Task objective:
Scan the entries and tally the lines that include the string "table". Reply with the figure alone.

======== Given entries

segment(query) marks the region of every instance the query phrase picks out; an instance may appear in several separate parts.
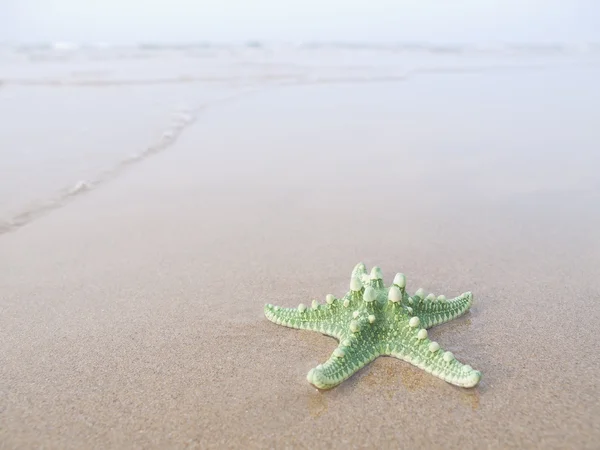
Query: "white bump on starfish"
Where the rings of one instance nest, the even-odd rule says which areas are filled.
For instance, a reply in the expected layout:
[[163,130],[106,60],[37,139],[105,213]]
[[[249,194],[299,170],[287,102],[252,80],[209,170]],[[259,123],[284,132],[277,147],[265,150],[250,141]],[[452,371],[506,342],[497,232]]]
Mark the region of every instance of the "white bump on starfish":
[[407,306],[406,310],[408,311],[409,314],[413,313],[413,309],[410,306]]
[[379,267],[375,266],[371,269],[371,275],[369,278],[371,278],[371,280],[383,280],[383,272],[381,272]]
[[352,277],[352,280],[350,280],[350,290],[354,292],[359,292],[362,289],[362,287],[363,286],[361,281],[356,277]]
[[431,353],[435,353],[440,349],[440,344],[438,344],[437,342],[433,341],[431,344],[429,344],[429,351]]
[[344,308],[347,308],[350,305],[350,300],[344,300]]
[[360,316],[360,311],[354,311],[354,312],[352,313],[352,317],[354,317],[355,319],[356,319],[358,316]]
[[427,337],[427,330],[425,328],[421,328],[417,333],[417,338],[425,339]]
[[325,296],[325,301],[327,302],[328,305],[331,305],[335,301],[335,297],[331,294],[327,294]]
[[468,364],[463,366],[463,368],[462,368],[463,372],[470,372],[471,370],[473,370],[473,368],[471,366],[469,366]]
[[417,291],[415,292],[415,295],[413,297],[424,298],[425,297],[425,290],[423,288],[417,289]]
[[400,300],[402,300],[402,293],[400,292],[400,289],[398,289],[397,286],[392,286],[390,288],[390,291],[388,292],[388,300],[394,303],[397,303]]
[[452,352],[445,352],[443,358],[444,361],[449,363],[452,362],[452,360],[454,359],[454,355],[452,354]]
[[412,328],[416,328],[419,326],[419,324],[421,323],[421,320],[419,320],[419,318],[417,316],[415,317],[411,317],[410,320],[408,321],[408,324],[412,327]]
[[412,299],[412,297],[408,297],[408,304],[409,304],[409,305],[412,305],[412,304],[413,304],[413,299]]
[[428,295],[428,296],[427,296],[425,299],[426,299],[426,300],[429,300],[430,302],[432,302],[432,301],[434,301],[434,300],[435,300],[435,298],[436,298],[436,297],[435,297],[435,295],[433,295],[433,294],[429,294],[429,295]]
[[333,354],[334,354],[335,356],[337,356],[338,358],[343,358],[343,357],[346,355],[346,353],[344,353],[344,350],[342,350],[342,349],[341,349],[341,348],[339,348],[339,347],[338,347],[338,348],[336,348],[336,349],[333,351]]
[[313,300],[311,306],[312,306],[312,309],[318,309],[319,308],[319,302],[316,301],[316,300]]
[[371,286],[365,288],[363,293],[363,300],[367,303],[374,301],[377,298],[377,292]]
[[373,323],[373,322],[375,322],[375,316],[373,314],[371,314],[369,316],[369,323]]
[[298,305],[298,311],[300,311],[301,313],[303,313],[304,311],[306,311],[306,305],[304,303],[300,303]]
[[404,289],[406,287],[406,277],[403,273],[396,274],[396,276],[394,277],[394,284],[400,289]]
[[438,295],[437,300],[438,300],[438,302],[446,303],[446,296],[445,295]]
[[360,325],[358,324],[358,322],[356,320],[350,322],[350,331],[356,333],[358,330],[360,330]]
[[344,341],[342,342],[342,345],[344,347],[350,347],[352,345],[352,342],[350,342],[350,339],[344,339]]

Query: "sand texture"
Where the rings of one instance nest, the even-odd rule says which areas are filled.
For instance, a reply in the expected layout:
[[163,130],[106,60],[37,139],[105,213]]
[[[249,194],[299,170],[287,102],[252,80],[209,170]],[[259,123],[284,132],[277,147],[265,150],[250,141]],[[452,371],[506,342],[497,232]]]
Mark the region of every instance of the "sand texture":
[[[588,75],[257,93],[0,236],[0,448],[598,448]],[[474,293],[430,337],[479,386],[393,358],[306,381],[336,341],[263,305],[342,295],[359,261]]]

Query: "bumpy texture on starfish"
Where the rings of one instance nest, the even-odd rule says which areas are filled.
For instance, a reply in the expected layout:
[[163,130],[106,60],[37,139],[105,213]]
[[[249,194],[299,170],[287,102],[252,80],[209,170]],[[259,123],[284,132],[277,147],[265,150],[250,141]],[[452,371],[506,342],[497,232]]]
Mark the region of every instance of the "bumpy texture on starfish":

================
======== Given entries

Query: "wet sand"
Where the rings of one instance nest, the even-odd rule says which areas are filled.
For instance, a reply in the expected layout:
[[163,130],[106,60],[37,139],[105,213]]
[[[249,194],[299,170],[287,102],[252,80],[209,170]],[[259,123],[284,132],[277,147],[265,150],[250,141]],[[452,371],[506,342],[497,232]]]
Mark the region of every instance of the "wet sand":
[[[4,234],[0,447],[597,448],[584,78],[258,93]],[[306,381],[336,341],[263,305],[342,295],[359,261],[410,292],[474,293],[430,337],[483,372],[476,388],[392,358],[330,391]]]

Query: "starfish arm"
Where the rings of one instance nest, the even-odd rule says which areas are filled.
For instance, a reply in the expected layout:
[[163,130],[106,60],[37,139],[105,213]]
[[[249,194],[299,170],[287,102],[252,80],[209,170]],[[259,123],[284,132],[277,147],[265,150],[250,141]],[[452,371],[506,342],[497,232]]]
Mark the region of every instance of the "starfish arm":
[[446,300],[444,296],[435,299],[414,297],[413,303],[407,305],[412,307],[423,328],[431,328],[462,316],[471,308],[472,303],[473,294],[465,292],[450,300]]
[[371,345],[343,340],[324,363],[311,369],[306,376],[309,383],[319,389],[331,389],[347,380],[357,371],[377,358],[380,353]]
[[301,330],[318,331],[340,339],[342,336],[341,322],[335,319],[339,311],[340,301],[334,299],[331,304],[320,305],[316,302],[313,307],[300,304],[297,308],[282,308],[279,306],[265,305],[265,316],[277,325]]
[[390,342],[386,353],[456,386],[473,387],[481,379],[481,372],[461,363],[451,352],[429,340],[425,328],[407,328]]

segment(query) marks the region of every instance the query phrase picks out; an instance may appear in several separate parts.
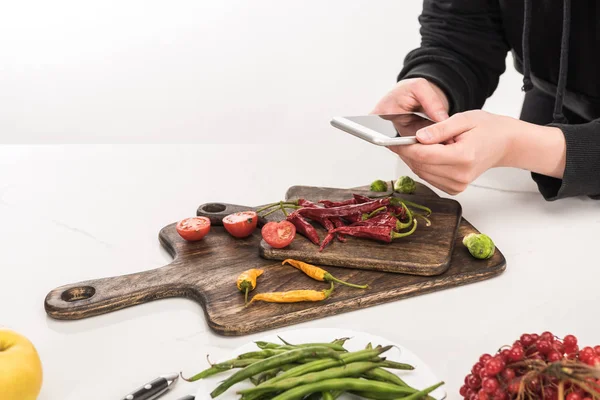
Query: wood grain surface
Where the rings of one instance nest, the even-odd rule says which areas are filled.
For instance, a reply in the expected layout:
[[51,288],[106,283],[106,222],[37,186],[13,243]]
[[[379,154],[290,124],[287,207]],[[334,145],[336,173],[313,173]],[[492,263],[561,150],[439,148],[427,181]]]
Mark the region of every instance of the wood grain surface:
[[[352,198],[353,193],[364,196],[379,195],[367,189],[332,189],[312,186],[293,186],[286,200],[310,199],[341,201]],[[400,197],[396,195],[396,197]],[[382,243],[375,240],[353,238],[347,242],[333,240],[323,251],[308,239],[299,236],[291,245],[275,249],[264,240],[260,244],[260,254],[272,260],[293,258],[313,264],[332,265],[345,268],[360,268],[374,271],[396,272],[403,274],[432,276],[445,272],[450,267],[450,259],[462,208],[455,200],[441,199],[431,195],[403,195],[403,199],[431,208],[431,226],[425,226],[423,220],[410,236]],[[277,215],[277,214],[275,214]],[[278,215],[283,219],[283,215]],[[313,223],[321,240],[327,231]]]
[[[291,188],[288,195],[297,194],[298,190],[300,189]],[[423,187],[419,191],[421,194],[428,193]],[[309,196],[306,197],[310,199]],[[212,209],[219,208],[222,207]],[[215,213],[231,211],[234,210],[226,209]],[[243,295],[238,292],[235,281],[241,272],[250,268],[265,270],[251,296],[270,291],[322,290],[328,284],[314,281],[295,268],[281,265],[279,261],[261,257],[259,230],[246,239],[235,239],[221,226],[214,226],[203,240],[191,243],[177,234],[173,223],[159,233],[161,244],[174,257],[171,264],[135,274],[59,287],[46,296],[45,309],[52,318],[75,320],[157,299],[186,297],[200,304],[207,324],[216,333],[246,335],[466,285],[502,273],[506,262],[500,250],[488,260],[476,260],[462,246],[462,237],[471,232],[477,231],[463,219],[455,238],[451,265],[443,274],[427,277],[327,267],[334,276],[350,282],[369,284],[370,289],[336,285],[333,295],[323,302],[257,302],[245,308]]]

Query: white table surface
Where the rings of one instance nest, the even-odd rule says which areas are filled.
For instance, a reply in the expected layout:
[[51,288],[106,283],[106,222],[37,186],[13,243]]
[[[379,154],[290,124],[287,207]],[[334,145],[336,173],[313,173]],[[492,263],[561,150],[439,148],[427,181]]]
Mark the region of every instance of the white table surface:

================

Reply:
2